▸ **Material to process**:
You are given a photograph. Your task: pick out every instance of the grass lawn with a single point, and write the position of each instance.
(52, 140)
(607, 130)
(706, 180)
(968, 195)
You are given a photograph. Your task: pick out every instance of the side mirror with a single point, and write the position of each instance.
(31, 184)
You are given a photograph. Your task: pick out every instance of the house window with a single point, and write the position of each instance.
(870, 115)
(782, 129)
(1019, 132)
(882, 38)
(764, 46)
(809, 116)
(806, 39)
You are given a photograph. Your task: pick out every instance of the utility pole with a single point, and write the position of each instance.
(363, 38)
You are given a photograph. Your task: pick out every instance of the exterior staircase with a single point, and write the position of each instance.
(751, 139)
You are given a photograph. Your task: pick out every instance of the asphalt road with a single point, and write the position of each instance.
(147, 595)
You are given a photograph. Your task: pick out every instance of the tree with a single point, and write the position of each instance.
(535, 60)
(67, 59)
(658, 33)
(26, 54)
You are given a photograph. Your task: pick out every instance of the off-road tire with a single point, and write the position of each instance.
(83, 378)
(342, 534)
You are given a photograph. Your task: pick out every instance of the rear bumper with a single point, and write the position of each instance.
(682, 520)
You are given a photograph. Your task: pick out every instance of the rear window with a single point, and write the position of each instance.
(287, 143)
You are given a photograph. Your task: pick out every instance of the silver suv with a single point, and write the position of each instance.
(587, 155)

▸ **What to produce**:
Give the part of the records that opens with the line containing "of the asphalt" and runs through the end of the records as a numbered list, both ends included and blank lines left out.

▸ **Complete answer**:
1. You are given a photograph. Your task: pick out every instance of the asphalt road with a single point, and write the position of each instance.
2. (147, 595)
3. You are given a photograph. Your task: pick out every instance of the tree with a single point, and write the position of each instance.
4. (535, 60)
5. (67, 59)
6. (658, 33)
7. (26, 54)
8. You are given a photograph. Your task: pick out every instance of the off-road tire with a single point, and write the position of each instance.
9. (83, 378)
10. (342, 534)
11. You are given a photograph. Your task: pick out every instance of the rear bumper with a single point, and write the position of each instance.
12. (682, 520)
13. You are given a photograph. Your task: pick out every instance of the rear window with a single point, and write the position of each instance.
14. (287, 143)
15. You are given a photograph. Your task: pick out every instance of the silver suv with a single point, and write the position of each instance.
16. (587, 155)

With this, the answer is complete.